> SET EXERCISE:
Please locate every line in the material below that contains the word "course" and copy each of those lines. Case counts, so only count matches with the same capitalization.

━━━ INFORMATION GIVEN

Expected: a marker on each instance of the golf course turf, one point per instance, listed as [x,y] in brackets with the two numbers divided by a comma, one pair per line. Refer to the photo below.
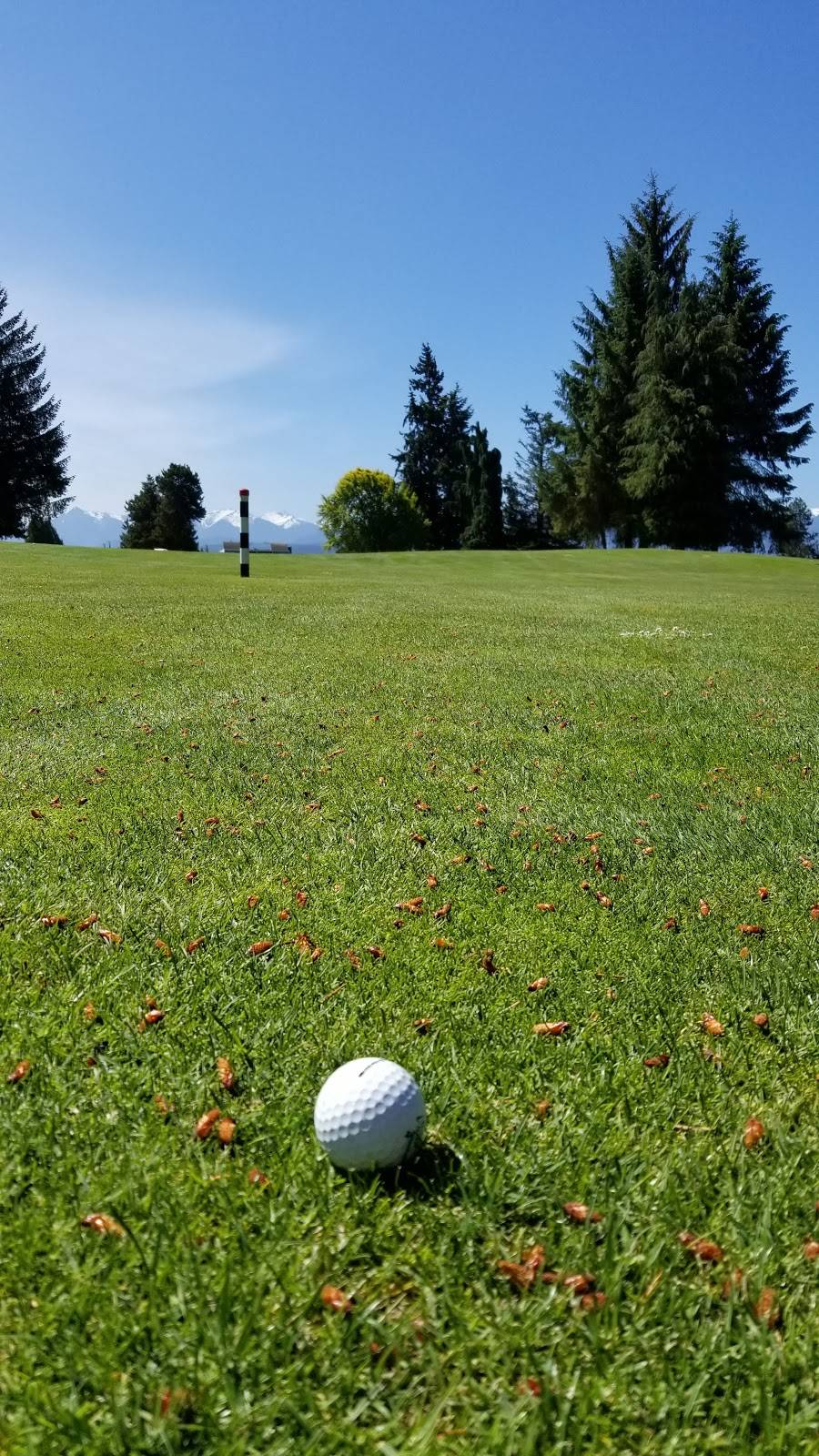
[428,783]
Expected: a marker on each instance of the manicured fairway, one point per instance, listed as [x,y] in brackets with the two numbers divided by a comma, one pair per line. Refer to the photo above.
[212,763]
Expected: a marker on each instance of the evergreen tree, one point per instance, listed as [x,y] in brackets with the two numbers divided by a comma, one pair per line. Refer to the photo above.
[369,511]
[763,430]
[526,524]
[516,516]
[429,463]
[675,465]
[647,271]
[481,494]
[41,531]
[140,517]
[792,531]
[164,511]
[34,470]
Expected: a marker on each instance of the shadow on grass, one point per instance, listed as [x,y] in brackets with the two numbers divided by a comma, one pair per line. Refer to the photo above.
[429,1174]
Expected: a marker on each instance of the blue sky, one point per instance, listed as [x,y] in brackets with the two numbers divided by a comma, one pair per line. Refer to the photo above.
[237,222]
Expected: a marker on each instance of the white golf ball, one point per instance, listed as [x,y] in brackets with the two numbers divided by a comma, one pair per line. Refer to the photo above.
[369,1114]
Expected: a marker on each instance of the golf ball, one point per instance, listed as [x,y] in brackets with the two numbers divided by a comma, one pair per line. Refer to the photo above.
[369,1114]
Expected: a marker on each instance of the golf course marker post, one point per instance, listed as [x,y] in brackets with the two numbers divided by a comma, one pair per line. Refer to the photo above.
[244,533]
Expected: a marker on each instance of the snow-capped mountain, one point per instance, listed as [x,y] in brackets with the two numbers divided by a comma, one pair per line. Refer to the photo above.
[80,528]
[273,526]
[77,528]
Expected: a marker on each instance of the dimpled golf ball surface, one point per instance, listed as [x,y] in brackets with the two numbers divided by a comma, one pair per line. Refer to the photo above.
[369,1114]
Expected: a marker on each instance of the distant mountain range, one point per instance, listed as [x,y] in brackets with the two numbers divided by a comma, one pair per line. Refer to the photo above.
[80,528]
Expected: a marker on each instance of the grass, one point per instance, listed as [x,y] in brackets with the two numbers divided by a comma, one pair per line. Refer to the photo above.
[659,701]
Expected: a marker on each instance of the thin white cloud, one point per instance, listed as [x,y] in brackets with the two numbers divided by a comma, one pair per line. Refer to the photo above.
[138,383]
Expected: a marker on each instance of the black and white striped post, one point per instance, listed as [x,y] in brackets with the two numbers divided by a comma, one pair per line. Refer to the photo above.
[244,533]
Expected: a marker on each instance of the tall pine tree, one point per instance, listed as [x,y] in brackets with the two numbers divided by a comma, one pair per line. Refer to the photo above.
[763,431]
[526,526]
[430,460]
[481,492]
[165,510]
[34,468]
[647,273]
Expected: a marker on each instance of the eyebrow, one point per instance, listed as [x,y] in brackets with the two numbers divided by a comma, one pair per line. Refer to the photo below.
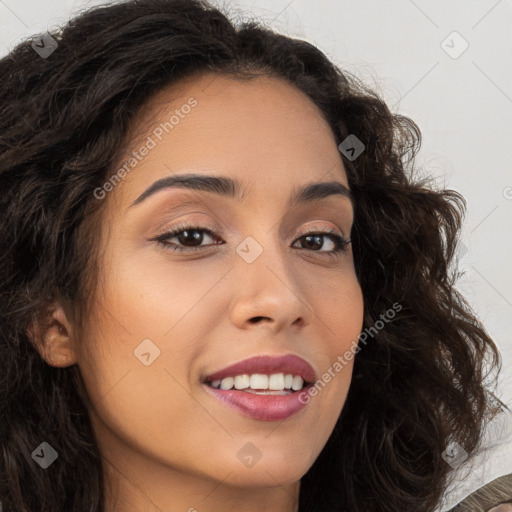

━━━━━━

> EXERCISE OUTPUT:
Expected: a marker on each instance of the golf course turf, one point per instance, listed as [x,y] in brackets with the two numbers divided by a comma, one pair per line. Refer to the photo below.
Expected: a marker on each instance of the golf course marker post, one point per instance, listed as [x,y] in brackets with the two numbers divided by a comma, one pair per line. Refer to the photo above.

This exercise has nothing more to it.